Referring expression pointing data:

╭──

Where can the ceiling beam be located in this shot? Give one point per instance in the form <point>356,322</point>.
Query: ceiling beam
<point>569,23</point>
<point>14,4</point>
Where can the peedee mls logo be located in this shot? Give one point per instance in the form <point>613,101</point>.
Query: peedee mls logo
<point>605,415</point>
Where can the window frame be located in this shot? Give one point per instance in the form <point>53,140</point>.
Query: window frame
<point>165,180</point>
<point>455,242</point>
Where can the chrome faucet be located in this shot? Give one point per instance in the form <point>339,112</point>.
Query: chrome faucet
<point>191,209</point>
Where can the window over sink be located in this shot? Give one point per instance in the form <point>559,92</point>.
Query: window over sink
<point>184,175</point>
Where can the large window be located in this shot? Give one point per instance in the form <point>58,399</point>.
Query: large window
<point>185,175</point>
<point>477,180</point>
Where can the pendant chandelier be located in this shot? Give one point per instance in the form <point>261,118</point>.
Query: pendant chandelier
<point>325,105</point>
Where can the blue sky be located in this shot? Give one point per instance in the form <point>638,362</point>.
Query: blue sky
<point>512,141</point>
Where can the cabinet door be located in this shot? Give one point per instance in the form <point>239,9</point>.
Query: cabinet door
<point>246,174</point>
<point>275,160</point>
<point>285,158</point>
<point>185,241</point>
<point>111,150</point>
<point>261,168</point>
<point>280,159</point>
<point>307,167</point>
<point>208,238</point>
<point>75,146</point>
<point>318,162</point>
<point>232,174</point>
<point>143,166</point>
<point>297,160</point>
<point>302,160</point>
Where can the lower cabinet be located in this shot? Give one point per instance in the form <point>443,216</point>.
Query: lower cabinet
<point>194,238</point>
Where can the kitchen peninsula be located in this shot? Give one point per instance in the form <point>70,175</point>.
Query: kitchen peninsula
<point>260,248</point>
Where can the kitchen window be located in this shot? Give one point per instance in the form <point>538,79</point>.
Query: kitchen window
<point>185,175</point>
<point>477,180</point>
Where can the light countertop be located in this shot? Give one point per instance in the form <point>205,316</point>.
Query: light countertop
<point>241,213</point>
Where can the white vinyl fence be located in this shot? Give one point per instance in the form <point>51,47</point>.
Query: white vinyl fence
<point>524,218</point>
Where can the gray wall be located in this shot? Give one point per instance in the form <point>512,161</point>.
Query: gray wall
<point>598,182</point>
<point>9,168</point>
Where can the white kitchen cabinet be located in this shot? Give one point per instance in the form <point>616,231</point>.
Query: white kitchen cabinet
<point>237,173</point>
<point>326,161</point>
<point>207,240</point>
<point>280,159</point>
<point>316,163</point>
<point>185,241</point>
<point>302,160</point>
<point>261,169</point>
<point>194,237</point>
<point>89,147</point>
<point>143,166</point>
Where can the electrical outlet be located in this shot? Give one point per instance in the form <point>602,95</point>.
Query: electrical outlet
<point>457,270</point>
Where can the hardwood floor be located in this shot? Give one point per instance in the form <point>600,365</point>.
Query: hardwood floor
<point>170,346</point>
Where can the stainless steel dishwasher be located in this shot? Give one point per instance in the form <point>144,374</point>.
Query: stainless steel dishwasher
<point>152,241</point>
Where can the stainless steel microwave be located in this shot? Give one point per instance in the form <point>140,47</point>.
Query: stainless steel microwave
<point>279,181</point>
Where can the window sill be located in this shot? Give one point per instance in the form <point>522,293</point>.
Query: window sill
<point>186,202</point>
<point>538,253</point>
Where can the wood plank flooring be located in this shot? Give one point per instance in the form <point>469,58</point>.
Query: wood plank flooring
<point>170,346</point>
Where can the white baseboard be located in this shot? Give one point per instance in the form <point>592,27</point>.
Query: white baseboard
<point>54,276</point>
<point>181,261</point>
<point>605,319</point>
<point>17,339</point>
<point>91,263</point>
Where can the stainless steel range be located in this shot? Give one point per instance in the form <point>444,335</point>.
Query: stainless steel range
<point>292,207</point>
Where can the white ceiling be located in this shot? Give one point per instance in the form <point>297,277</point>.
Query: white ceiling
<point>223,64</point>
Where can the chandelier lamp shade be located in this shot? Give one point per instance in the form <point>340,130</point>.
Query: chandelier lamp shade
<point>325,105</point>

╰──

## PROBLEM TO SOLVE
From beginning to end, the data must be duplicated exactly.

## RESULT
Where can the ceiling beam be located in this shot? Give one point per instance in the form <point>356,322</point>.
Query: ceiling beam
<point>569,23</point>
<point>14,4</point>
Where can the peedee mls logo be located in this shot? Give one point per instance in the form <point>613,101</point>.
Query: peedee mls logo
<point>605,415</point>
Where can the window frame be located in this shot? Give one point per instance in the form <point>53,140</point>.
Query: window frame
<point>165,180</point>
<point>455,242</point>
Where can the chrome faucet be located in this shot? Give one point per instance in the form <point>339,112</point>.
Query: chrome faucet
<point>191,209</point>
Where can the window over sink be located in this shot? Give one point per instance in the form <point>559,92</point>.
Query: window over sink
<point>184,175</point>
Where can the large window be located in this shot? Give one point per instance in the form <point>58,399</point>.
Query: large window
<point>185,175</point>
<point>477,180</point>
Where can the pendant chandelier be located in this shot? Give one point per instance in the form <point>261,118</point>.
Query: pendant chandelier
<point>325,105</point>
Where can the blue sky be located in this shot? Give one point per instance in the form <point>638,362</point>.
Query: blue sky
<point>512,141</point>
Where can the cabinet door be located in this shot? Give one point per instance in the form <point>239,9</point>.
Query: cabinet door
<point>246,174</point>
<point>275,160</point>
<point>285,158</point>
<point>185,241</point>
<point>111,150</point>
<point>261,168</point>
<point>280,159</point>
<point>307,167</point>
<point>208,238</point>
<point>75,146</point>
<point>318,162</point>
<point>232,174</point>
<point>143,166</point>
<point>297,160</point>
<point>302,160</point>
Where can the lower cabinet be located in this shot? Give one point per instance in the form <point>443,216</point>.
Query: lower cabinet
<point>194,238</point>
Where can the kitchen peninsula be located in this shot? Give one point per instance in the form <point>70,175</point>.
Query: kitchen peninsula
<point>260,248</point>
Where can the kitchen window be located in this shot? Give one point per instance in the form <point>538,79</point>.
Query: kitchen window
<point>185,175</point>
<point>477,180</point>
Where can the light countertop be located in this shot? Give one point per instance in the form <point>205,316</point>.
Query: light countertop
<point>241,213</point>
Where can the white vinyl fence be located in this shot? Give one point per instance in the form <point>51,47</point>.
Query: white vinyl fence
<point>524,218</point>
Where can the gray wall be located in this shot? Give one point per instance in the form <point>512,161</point>.
Query: gray wall
<point>598,182</point>
<point>9,168</point>
Where can the white kitchen cabinet be located in this shot? Give one point per instance in the form <point>616,231</point>.
Query: white kitchen cabinet
<point>237,173</point>
<point>326,161</point>
<point>207,240</point>
<point>280,159</point>
<point>316,163</point>
<point>185,241</point>
<point>302,160</point>
<point>261,169</point>
<point>194,237</point>
<point>89,147</point>
<point>143,166</point>
Where can the electrical outlet be located in this shot? Give one point per instance in the form <point>602,95</point>.
Query: electrical outlet
<point>457,270</point>
Where can the hardwood floor be located in this shot? Give one point per instance in the form <point>600,365</point>.
Query: hardwood floor
<point>170,346</point>
Where can the stainless steel dishwasher be located in this shot? Give one point per instance in the form <point>144,374</point>.
Query: stainless steel dishwasher
<point>152,241</point>
Where can the stainless steel microwave be located in this shot? Give one point per instance in the form <point>140,47</point>.
Query: stainless steel microwave
<point>279,181</point>
Where can the window sill be located in this shot? Give one point per instance in the form <point>522,293</point>.
Query: window sill
<point>186,202</point>
<point>538,253</point>
Where can the wood plank flooring be located in this shot? Give one point per instance in the form <point>469,58</point>.
Query: wood plank flooring
<point>170,346</point>
Where can the white baseboard be located in this shot? Give one point per instance in the form <point>592,27</point>.
Query: white baseboard
<point>54,276</point>
<point>181,261</point>
<point>605,319</point>
<point>17,339</point>
<point>91,263</point>
Where can the stainless steel range be located in this shot? Give one point per instance in the form <point>444,335</point>.
Query: stainless steel range
<point>292,207</point>
Where can the white ceiling be located in this shot? Give one point per instance in the form <point>297,277</point>.
Query: white ceiling
<point>223,64</point>
Where can the chandelier lamp shade be located in this shot? Give one point per instance in the form <point>340,130</point>.
Query: chandelier lamp shade
<point>325,105</point>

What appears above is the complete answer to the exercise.